Long COVID and periods: The unspoken impact on female well-being

Article By: Gemma Mullin

Women who have recovered from coronavirus say they have noticed changes to their periods

FROM fatigue to pain and breathlessness, thousands have been left crippled by lingering symptoms long after fighting off coronavirus.

But now a new symptom of so-called long Covid has emerged - and it's only affecting women.

There have been wide reports on social media that the prolonged illness has caused "alarming" changes to women's menstrual cycles.

Some say they are now experiencing irregular periods, while others have distressingly noticed unusually large blood clots.

One woman, named Rose, said she noticed two weeks into her Covid battle that her period didn't come as she would have expected.

She told Medical News Today that in the eight months since she's recovered from the virus, she's only had five periods.

Another woman, named Bianca, said she only started to experience changes to her menstrual cycle some time after recovering from Covid.

She said: “I didn’t notice anything different during the initial onslaught of Covid.

"It wasn’t until 3 months later […] when some symptoms came back that I noticed a change. I noticed an increase in clots — but quite a bit.”

Edith, who says she has also had period changes since being infected with Covid, told MNT: “[My periods] have changed in frequency, duration, flow, intensity, and pain level. I also experience Covid symptom flare-ups before my period starts, which is rather confusing because my periods are unpredictable."

★ ★ ★

ASSIGNMENT 1:
In the article on long Covid and periods, restate the paragraph beginning "Edith, who says she has also had period changes" as a short list that keeps its main facts.
ASSIGNMENT 2:
Reproduce the part of the article on long Covid and periods between "But now a new" and "women's menstrual cycles.", inclusive.
The entries have nothing to do with the article.

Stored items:
★ ★ ★

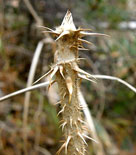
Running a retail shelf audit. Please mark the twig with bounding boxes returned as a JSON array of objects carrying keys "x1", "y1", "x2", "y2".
[
  {"x1": 93, "y1": 75, "x2": 136, "y2": 93},
  {"x1": 0, "y1": 75, "x2": 136, "y2": 102},
  {"x1": 0, "y1": 81, "x2": 49, "y2": 102},
  {"x1": 78, "y1": 91, "x2": 104, "y2": 155},
  {"x1": 23, "y1": 40, "x2": 44, "y2": 154},
  {"x1": 24, "y1": 0, "x2": 43, "y2": 25}
]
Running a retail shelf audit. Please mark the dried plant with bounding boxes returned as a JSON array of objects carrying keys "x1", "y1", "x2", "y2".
[
  {"x1": 35, "y1": 11, "x2": 108, "y2": 155},
  {"x1": 0, "y1": 11, "x2": 136, "y2": 155}
]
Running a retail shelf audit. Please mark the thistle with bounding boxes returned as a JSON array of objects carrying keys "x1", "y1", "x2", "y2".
[{"x1": 35, "y1": 11, "x2": 108, "y2": 155}]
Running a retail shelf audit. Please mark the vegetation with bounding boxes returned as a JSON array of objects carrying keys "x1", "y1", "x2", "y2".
[{"x1": 0, "y1": 0, "x2": 136, "y2": 155}]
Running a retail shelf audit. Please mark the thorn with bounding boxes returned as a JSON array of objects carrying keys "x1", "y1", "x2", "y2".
[
  {"x1": 37, "y1": 25, "x2": 57, "y2": 33},
  {"x1": 70, "y1": 117, "x2": 73, "y2": 128},
  {"x1": 55, "y1": 31, "x2": 69, "y2": 41},
  {"x1": 54, "y1": 101, "x2": 62, "y2": 105},
  {"x1": 59, "y1": 66, "x2": 65, "y2": 79},
  {"x1": 50, "y1": 66, "x2": 58, "y2": 80},
  {"x1": 33, "y1": 69, "x2": 52, "y2": 85},
  {"x1": 77, "y1": 28, "x2": 93, "y2": 31},
  {"x1": 60, "y1": 122, "x2": 67, "y2": 131},
  {"x1": 78, "y1": 132, "x2": 88, "y2": 146},
  {"x1": 78, "y1": 73, "x2": 96, "y2": 83},
  {"x1": 78, "y1": 118, "x2": 87, "y2": 124},
  {"x1": 78, "y1": 38, "x2": 94, "y2": 45},
  {"x1": 65, "y1": 76, "x2": 73, "y2": 103},
  {"x1": 57, "y1": 104, "x2": 66, "y2": 116},
  {"x1": 47, "y1": 80, "x2": 56, "y2": 91},
  {"x1": 65, "y1": 136, "x2": 71, "y2": 154},
  {"x1": 42, "y1": 31, "x2": 58, "y2": 34},
  {"x1": 76, "y1": 148, "x2": 84, "y2": 155},
  {"x1": 82, "y1": 134, "x2": 99, "y2": 143},
  {"x1": 80, "y1": 32, "x2": 110, "y2": 37},
  {"x1": 56, "y1": 143, "x2": 65, "y2": 155},
  {"x1": 63, "y1": 92, "x2": 67, "y2": 99},
  {"x1": 78, "y1": 48, "x2": 89, "y2": 51}
]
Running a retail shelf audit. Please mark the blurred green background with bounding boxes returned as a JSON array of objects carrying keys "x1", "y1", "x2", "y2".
[{"x1": 0, "y1": 0, "x2": 136, "y2": 155}]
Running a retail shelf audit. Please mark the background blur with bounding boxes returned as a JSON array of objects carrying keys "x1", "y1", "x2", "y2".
[{"x1": 0, "y1": 0, "x2": 136, "y2": 155}]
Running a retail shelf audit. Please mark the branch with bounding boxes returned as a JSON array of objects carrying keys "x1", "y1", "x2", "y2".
[
  {"x1": 0, "y1": 81, "x2": 49, "y2": 102},
  {"x1": 92, "y1": 75, "x2": 136, "y2": 93}
]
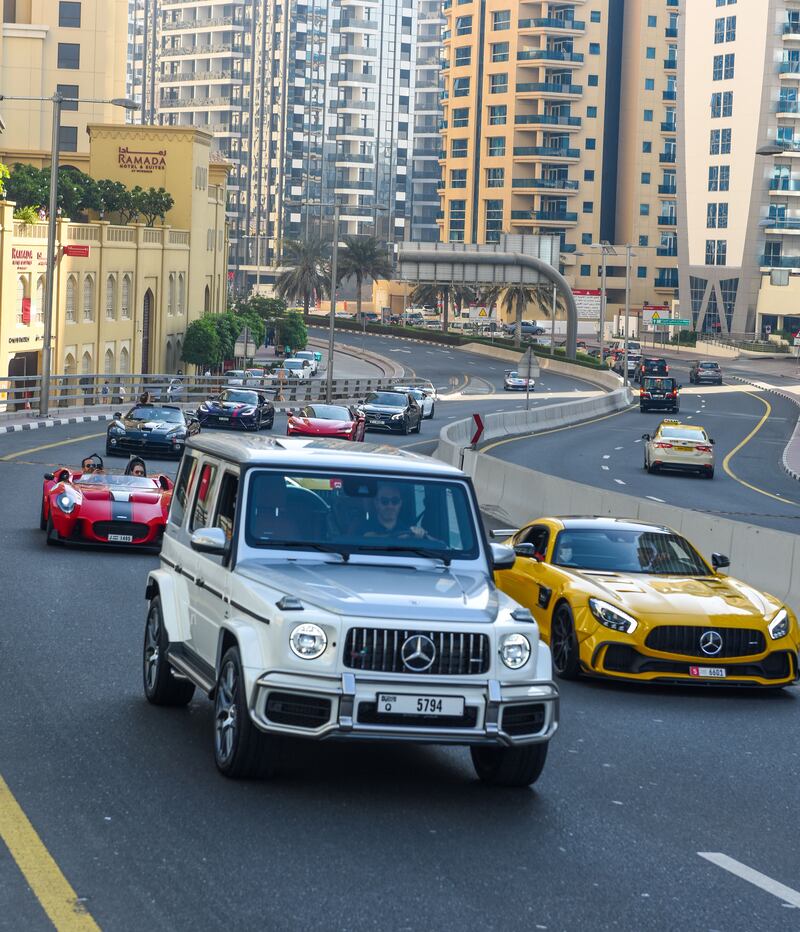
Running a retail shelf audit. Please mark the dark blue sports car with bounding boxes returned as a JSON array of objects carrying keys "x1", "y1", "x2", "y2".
[
  {"x1": 106, "y1": 404, "x2": 200, "y2": 459},
  {"x1": 197, "y1": 388, "x2": 275, "y2": 430}
]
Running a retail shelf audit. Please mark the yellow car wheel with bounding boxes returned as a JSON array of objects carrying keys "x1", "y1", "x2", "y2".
[{"x1": 550, "y1": 602, "x2": 581, "y2": 680}]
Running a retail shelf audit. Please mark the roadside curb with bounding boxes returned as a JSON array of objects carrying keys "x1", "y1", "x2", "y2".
[{"x1": 731, "y1": 375, "x2": 800, "y2": 482}]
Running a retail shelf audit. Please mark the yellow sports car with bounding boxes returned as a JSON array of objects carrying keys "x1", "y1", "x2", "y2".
[{"x1": 494, "y1": 518, "x2": 800, "y2": 687}]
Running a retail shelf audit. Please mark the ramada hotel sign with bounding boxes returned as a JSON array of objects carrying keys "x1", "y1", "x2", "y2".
[{"x1": 118, "y1": 146, "x2": 167, "y2": 175}]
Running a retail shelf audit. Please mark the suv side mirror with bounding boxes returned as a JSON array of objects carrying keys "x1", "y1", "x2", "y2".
[
  {"x1": 189, "y1": 527, "x2": 228, "y2": 557},
  {"x1": 489, "y1": 544, "x2": 517, "y2": 570},
  {"x1": 711, "y1": 553, "x2": 731, "y2": 570}
]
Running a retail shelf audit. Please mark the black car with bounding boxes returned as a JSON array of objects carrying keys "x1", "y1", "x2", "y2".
[
  {"x1": 197, "y1": 388, "x2": 275, "y2": 430},
  {"x1": 636, "y1": 356, "x2": 669, "y2": 382},
  {"x1": 106, "y1": 404, "x2": 200, "y2": 459},
  {"x1": 359, "y1": 392, "x2": 422, "y2": 434},
  {"x1": 639, "y1": 375, "x2": 681, "y2": 411},
  {"x1": 689, "y1": 360, "x2": 722, "y2": 385}
]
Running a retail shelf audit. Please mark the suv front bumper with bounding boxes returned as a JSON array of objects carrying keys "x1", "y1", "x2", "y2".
[{"x1": 250, "y1": 672, "x2": 559, "y2": 747}]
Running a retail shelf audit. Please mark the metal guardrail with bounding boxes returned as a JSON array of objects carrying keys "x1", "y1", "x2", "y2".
[{"x1": 0, "y1": 373, "x2": 424, "y2": 413}]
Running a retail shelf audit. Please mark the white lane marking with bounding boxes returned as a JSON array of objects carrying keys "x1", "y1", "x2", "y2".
[{"x1": 697, "y1": 851, "x2": 800, "y2": 908}]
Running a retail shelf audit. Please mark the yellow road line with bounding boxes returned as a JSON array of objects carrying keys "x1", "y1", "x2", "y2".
[
  {"x1": 0, "y1": 777, "x2": 100, "y2": 932},
  {"x1": 480, "y1": 405, "x2": 636, "y2": 453},
  {"x1": 0, "y1": 431, "x2": 106, "y2": 463},
  {"x1": 722, "y1": 392, "x2": 800, "y2": 507}
]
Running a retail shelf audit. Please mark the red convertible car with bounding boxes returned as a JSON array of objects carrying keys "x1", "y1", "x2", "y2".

★ ★ ★

TASK RESULT 1:
- Edith says her periods have changed since she was infected with Covid.
- They have changed in frequency, duration, flow, intensity and pain level.
- Her Covid symptoms flare up before her period starts.
- She finds this confusing because her periods are unpredictable.

TASK RESULT 2:
But now a new symptom of so-called long Covid has emerged - and it's only affecting women.

There have been wide reports on social media that the prolonged illness has caused "alarming" changes to women's menstrual cycles.